Listed records:
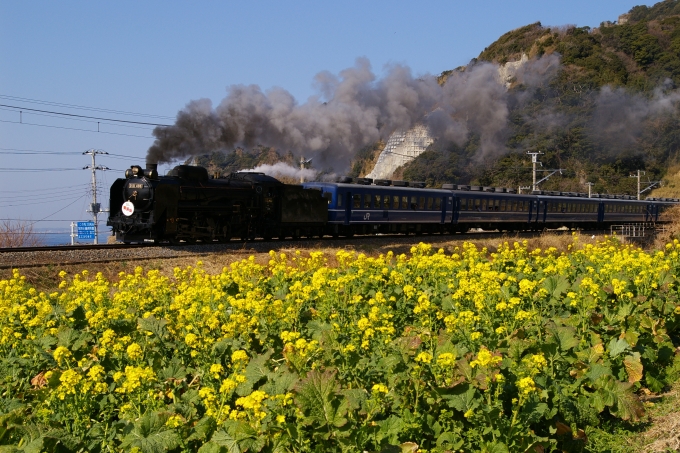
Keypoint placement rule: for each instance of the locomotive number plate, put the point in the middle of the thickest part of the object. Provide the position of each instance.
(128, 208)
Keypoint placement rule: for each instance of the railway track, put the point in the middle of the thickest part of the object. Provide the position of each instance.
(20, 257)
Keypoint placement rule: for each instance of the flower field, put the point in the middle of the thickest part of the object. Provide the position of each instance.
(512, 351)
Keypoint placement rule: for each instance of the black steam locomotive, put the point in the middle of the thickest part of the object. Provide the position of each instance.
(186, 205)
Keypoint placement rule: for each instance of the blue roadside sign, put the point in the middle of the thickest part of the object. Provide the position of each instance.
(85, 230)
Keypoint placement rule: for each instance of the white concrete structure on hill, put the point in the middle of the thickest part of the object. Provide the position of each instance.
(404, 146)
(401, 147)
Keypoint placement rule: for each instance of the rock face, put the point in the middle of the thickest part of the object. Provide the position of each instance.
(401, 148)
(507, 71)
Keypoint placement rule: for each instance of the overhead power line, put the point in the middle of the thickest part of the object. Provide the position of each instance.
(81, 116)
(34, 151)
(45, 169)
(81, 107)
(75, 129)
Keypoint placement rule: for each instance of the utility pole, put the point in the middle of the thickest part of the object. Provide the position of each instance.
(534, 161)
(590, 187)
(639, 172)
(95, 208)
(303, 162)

Work instructions: From start to finish, output the listing exactly, but omit its pictures.

Solution for this exercise:
Keypoint placement rule: for each instance of the locomotive number plate, put the point in the middle of the thickest part of the object. Provide the position of each instance.
(128, 208)
Keypoint placement rule: for each instance of the railway track, put the point in the middle of the thickest part of the object. Provide the position of each instance.
(20, 257)
Keypoint placement rule: for each instance of the flower field, put the point in the middle of the thickest part of the object. Provide the position of each instance.
(512, 351)
Keypoint placement rule: for each instance of the black steam locomotive, put the point in the middle of the thickest part of the object. Provide the position of each instance.
(186, 205)
Keypoint placement rule: for each instance of the blue roadside sign, put the point in the middle of the thickest part of the object. Provide the position of each instance.
(85, 230)
Keypoint placement rule: for each instance of the white concrete structure on hill, put the point in the middle of the thickest part of the object. Provide the position of each instance.
(404, 146)
(401, 147)
Keypoint placement rule: for each instance of the rock face, put the point in the middle of the thickest part of the object. Provide the position of each instance.
(401, 148)
(507, 71)
Keypoint placement rule: for each instance of the overhead power line, put the point in the middle of the thickest part of the object. Provide the position of each instance.
(81, 116)
(34, 151)
(45, 169)
(81, 107)
(75, 129)
Keypoint placement rule: for each instance of the utility pole, put the point in the middle of the thickest part of the object. Provide the position of each instance.
(534, 161)
(590, 187)
(639, 172)
(95, 208)
(303, 162)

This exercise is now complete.